Coordinate annotation records:

■ ■ ■ ■

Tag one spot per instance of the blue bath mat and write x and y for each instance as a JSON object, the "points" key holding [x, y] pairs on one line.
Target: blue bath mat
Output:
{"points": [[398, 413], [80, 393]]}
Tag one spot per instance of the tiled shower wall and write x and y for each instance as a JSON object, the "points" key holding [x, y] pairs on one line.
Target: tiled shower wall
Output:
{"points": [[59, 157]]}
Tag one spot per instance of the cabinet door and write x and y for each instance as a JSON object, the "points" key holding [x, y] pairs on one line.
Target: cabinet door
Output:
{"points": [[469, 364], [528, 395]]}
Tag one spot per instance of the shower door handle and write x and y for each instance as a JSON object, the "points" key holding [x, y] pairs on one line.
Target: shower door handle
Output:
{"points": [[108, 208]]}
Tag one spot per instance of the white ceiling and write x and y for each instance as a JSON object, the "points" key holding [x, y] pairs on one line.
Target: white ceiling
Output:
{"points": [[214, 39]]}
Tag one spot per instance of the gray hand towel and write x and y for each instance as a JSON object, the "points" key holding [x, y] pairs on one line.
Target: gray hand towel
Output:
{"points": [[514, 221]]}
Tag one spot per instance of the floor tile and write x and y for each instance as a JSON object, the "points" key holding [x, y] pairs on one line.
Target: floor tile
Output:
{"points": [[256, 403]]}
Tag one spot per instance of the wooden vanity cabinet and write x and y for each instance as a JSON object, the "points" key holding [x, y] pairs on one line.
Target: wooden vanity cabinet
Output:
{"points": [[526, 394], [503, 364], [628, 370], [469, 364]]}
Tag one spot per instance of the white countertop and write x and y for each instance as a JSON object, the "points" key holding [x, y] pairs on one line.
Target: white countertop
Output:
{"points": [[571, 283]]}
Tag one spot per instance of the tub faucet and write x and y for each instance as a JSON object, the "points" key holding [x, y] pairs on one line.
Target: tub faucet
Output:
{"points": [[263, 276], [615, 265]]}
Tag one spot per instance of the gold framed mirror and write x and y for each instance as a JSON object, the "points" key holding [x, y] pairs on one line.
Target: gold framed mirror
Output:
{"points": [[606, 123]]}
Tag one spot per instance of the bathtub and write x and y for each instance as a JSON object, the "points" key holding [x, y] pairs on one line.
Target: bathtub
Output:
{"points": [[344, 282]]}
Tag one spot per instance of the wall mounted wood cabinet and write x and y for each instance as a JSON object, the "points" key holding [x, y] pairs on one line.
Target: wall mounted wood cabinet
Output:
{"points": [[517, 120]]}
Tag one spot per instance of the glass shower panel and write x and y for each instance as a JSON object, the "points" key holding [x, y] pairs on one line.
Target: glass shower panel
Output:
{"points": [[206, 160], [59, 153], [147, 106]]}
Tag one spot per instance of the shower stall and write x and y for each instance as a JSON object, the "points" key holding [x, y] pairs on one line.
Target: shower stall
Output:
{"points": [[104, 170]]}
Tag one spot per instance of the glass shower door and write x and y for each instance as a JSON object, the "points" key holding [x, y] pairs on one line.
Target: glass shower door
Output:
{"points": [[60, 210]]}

■ ■ ■ ■

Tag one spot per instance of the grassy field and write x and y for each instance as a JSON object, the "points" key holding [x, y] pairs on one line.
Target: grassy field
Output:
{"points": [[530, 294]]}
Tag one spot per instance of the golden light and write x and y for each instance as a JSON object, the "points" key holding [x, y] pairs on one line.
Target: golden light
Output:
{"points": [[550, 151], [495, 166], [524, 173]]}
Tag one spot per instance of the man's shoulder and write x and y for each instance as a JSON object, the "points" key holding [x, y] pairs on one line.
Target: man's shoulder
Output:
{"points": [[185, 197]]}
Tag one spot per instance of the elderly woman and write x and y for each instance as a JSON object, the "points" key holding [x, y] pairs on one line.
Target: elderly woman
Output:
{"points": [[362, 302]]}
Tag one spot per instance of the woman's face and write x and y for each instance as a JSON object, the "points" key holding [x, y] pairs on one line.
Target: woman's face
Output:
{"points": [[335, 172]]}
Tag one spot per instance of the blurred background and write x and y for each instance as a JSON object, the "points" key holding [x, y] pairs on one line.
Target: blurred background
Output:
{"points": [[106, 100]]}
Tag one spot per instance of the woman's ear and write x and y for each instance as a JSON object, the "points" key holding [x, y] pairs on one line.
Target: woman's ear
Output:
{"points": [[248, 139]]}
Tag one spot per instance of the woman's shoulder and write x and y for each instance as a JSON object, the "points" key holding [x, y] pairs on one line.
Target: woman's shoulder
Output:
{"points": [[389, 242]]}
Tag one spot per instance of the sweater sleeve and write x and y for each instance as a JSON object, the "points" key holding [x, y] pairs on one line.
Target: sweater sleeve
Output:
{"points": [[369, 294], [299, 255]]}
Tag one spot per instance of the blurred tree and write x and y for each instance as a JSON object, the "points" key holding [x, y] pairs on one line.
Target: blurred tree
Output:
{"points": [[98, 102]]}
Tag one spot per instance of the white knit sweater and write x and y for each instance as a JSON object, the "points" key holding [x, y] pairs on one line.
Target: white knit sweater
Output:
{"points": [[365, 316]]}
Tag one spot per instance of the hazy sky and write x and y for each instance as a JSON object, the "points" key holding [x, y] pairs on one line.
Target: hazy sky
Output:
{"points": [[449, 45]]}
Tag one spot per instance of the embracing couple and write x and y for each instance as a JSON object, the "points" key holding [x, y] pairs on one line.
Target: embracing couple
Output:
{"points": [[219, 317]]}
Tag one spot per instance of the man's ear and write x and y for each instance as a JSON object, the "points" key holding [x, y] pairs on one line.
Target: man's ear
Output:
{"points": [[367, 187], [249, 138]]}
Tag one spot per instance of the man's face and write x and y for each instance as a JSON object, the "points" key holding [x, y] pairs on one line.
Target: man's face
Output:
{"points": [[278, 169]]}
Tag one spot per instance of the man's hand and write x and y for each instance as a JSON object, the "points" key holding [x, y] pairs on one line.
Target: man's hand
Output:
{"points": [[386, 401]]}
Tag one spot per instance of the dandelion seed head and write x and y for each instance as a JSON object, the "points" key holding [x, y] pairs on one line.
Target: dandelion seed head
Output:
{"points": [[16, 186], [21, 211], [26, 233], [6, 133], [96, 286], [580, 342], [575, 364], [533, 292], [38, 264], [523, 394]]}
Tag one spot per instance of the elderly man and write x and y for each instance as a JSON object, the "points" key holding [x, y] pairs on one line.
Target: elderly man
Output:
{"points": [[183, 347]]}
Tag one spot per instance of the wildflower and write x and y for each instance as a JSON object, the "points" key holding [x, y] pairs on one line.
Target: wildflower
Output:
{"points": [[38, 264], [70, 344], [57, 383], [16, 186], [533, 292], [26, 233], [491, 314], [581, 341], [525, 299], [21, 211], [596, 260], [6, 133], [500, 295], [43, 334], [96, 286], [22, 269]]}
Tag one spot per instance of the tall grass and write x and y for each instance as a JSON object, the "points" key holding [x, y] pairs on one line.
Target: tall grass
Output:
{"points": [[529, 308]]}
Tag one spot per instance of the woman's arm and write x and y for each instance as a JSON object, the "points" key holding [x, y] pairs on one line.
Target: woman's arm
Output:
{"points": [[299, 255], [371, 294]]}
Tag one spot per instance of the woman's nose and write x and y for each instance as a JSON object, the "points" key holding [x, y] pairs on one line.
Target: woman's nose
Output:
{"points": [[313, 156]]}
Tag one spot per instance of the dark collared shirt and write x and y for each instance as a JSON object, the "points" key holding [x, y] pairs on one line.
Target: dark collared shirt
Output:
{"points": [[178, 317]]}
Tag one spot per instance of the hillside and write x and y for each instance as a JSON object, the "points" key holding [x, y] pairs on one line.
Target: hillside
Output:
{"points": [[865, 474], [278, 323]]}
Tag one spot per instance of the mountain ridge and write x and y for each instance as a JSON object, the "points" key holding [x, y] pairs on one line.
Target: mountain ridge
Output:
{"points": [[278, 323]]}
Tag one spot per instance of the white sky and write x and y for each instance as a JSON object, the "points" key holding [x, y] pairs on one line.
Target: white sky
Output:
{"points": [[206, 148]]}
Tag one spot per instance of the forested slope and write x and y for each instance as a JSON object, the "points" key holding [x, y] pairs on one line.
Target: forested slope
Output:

■ ■ ■ ■

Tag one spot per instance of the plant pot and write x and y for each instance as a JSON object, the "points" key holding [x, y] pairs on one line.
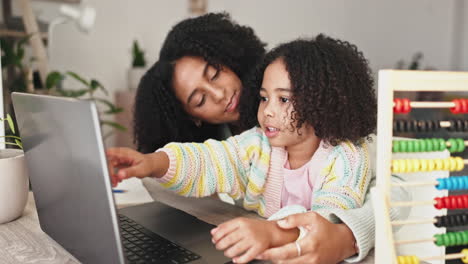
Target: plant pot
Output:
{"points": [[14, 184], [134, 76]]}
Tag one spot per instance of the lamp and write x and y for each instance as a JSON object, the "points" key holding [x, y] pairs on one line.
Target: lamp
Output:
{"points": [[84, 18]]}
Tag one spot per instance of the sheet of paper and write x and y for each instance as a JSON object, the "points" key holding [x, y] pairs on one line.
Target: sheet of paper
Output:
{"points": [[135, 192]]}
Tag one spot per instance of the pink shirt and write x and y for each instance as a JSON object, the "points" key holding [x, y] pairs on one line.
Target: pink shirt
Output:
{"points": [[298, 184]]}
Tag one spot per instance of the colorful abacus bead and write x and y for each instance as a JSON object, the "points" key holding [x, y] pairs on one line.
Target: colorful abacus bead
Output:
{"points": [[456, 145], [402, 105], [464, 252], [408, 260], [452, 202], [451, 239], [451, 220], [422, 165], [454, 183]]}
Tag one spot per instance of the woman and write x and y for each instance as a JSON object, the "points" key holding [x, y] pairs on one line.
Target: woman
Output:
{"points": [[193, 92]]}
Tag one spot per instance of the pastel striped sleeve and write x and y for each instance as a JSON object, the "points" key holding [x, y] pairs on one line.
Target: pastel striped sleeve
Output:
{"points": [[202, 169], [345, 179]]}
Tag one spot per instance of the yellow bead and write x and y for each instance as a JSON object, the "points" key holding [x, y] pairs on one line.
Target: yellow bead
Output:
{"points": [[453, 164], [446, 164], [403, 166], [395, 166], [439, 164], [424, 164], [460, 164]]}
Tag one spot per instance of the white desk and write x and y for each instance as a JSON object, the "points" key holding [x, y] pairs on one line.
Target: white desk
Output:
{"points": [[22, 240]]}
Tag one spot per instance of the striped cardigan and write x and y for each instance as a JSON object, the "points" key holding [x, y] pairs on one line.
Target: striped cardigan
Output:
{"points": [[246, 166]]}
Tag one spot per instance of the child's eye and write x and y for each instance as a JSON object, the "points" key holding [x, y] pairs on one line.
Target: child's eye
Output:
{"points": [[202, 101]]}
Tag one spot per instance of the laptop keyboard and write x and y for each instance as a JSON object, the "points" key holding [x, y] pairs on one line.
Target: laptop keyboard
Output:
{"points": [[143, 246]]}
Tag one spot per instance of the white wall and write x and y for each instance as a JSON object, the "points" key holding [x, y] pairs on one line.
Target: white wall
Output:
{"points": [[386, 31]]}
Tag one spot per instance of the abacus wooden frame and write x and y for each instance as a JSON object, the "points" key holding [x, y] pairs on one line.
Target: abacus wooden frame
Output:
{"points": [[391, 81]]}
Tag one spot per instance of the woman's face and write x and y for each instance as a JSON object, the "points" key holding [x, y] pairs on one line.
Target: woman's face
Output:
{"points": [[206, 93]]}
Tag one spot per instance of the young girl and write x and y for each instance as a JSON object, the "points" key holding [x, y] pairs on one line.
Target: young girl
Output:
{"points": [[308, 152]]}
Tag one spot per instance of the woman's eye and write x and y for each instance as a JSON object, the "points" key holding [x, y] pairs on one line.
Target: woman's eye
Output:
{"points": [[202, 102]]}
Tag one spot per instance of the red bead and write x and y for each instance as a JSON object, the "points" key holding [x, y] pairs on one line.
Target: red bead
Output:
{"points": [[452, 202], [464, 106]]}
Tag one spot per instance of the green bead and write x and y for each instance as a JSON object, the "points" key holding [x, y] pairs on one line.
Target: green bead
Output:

■ ■ ■ ■

Count the lines in the records that contain the string "countertop" and give only that number.

§ **Task output**: 2